-- BEGIN RAW DATA --
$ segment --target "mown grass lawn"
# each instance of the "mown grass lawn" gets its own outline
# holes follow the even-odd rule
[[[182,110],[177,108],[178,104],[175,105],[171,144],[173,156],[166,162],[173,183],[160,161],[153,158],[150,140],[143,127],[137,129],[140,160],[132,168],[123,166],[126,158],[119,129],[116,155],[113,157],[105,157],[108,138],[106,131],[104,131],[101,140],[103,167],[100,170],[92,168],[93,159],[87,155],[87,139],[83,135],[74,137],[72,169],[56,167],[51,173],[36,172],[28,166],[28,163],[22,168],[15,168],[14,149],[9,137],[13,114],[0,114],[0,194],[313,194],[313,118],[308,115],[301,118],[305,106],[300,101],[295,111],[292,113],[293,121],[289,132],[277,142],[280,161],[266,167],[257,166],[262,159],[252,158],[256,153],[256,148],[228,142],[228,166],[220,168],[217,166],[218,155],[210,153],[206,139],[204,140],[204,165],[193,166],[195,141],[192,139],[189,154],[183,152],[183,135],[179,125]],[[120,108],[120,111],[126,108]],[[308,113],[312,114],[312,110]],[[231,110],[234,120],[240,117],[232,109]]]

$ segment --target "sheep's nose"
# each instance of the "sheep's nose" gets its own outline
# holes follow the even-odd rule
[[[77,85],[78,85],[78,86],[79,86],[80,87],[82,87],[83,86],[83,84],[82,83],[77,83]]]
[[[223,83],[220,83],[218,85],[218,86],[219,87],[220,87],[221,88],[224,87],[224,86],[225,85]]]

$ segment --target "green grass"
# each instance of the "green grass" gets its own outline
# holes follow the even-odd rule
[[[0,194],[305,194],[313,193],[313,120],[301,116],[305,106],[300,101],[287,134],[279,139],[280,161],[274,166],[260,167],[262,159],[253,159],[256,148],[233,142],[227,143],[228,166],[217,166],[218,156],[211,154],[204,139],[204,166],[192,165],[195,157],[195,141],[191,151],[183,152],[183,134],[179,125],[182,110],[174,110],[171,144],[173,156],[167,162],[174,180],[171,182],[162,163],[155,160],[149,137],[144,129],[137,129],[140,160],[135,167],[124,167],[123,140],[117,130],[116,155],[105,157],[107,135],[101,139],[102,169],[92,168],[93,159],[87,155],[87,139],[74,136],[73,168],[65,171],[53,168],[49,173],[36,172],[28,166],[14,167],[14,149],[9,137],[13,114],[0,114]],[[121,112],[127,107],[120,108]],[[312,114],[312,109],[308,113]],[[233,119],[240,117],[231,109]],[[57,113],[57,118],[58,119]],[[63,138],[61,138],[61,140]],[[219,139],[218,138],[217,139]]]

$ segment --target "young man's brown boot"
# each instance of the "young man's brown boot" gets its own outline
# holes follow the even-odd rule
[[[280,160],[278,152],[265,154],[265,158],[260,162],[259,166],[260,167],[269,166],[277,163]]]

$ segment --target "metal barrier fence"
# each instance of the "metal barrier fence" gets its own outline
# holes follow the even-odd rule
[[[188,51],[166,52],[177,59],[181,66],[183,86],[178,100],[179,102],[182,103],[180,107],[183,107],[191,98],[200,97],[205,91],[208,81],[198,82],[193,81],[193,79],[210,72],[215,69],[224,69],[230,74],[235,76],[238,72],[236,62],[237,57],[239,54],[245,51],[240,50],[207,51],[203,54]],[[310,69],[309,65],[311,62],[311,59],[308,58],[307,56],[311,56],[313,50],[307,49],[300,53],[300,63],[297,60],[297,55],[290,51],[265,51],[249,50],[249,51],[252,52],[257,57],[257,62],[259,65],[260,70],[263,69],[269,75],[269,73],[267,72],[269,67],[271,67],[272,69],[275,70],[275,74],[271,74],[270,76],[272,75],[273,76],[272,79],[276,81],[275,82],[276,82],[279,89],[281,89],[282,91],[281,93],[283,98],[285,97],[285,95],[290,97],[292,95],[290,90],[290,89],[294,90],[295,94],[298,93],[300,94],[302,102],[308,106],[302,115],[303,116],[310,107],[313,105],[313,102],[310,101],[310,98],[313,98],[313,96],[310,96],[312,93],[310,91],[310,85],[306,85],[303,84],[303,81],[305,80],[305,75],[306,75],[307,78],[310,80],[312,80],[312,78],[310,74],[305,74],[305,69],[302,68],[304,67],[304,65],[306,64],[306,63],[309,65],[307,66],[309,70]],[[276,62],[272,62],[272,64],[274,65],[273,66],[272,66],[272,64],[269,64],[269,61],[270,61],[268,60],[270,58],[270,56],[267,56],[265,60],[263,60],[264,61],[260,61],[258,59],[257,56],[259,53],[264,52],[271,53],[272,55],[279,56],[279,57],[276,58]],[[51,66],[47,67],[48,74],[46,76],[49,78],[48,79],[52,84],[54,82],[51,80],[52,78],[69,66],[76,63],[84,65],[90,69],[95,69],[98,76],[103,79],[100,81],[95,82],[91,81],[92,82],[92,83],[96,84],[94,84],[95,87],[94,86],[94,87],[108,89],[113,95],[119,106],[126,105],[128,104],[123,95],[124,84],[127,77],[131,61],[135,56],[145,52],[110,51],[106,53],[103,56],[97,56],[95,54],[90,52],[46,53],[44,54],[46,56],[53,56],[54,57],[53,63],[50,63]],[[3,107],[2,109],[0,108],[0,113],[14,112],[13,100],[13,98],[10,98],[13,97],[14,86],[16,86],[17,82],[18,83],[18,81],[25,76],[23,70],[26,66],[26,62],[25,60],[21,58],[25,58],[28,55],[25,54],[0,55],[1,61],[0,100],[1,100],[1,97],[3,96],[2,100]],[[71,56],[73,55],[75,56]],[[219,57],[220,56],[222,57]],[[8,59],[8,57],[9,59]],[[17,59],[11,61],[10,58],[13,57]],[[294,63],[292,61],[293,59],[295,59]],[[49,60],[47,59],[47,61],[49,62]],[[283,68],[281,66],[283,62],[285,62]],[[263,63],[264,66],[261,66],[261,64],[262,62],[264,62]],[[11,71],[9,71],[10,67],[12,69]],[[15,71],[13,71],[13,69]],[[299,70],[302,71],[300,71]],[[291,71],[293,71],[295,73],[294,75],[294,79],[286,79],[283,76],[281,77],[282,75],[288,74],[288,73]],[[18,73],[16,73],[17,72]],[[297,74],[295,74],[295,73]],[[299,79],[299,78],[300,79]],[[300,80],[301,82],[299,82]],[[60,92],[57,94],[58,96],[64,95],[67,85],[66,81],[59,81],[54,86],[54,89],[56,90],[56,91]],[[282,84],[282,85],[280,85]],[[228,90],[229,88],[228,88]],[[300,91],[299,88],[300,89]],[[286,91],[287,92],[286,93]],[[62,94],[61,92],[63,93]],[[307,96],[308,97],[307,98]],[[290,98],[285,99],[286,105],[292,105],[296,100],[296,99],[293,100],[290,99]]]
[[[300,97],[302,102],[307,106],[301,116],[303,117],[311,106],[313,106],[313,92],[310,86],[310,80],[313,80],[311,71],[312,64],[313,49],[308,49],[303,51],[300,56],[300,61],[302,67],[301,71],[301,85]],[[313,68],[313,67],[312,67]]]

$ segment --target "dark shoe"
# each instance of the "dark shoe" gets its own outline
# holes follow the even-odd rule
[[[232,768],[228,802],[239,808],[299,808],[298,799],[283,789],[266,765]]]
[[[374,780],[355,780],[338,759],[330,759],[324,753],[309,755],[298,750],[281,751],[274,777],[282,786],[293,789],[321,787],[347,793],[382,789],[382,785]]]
-- END RAW DATA --
* [DIRECTION]
Which lines in the material above contain the string "brown"? Copy each of those lines in full, and count only matches with the same uppercase and lowercase letters.

* [WRITTEN ANSWER]
$ segment --target "young man's brown boot"
# each instance of the "young man's brown boot" gets its own outline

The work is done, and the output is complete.